Collected data
==============================

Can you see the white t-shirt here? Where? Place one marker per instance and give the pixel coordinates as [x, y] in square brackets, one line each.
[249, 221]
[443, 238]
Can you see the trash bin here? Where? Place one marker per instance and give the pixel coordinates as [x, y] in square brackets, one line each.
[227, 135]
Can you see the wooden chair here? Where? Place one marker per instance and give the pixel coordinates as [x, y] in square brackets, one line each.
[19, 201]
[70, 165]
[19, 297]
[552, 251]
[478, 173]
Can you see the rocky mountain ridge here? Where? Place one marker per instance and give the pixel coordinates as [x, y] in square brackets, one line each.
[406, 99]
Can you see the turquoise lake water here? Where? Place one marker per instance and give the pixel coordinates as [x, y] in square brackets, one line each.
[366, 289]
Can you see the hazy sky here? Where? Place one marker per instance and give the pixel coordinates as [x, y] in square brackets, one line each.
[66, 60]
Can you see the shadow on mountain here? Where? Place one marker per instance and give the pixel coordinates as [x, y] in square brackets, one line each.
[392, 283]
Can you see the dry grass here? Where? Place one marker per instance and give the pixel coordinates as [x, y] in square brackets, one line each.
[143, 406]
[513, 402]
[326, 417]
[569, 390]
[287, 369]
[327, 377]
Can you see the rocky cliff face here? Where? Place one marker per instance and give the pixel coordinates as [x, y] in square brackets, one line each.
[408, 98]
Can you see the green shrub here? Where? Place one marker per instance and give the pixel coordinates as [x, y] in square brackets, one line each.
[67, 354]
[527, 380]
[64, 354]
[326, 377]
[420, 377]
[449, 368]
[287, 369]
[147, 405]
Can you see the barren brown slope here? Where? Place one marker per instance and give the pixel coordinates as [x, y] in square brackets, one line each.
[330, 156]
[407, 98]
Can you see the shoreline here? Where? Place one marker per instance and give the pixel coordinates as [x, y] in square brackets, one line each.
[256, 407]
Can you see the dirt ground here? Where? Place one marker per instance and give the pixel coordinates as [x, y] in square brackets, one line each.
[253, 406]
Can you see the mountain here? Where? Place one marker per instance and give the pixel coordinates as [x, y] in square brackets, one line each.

==============================

> WHAT IS EXPECTED
Repeat all of the records above exactly as written.

> RESPONSE TO THIS EXERCISE
Can you see the white t-shirt here? Where? Place one marker per instance and give the pixel coordinates as [x, y] in square brackets, one line each.
[249, 221]
[443, 238]
Can you see the trash bin here? Where? Place one marker per instance and give the pixel coordinates as [x, y] in square brackets, one line each.
[227, 135]
Can you see the wooden chair here? Where? Place one marker per instance and give the pixel coordinates as [x, y] in square brackets, one line each.
[19, 201]
[70, 165]
[19, 297]
[552, 251]
[478, 173]
Can you see the rocky mountain ridge here? Where? Place one marker per instance and give the pixel coordinates as [x, y] in square brackets, one line each.
[406, 99]
Can you see the turquoise lake water here? Where? Place one marker per instance and give the pixel coordinates as [x, y] in square brackets, one line each.
[366, 289]
Can you see the hazy sky here? Where? Place one marker per instance and give the pixel coordinates as [x, y] in square brackets, one line each.
[66, 60]
Can you see the shadow on mountain here? Where? Place one marker per instance and give the pixel coordinates as [x, y] in square brackets, one line each.
[392, 283]
Can you see the dry grass here? Where? Place one marker per instance and give the pixel coordinates as [x, y] in square brackets, one line each.
[143, 406]
[513, 402]
[326, 417]
[569, 390]
[287, 369]
[327, 377]
Can you see the rocky cliff face here? Where? Place one marker per instance and give the pixel coordinates as [x, y] in square brackets, one line each.
[408, 98]
Can you see the green shrub here? Where? Place one marker per instance and give the pixel coordinates as [x, y] in square brackets, one line each.
[67, 354]
[527, 380]
[64, 354]
[326, 377]
[420, 377]
[449, 368]
[287, 369]
[147, 405]
Can you see the barren brown slope here? Where? Place one marker per instance and give the pixel coordinates as [x, y] in square brackets, one line each.
[330, 156]
[407, 98]
Can you see the shoreline here? Where? Place one marker per instance and give the pixel coordinates as [x, y] in square brackets, one line each.
[256, 407]
Can you see the dirt ground here? Where? Place one marker per instance and give the pixel coordinates as [x, y] in square brackets, one line each.
[253, 406]
Can you see the mountain here? Where? Place one marker per instance and give the pixel coordinates as [x, y] in square brackets, one line each.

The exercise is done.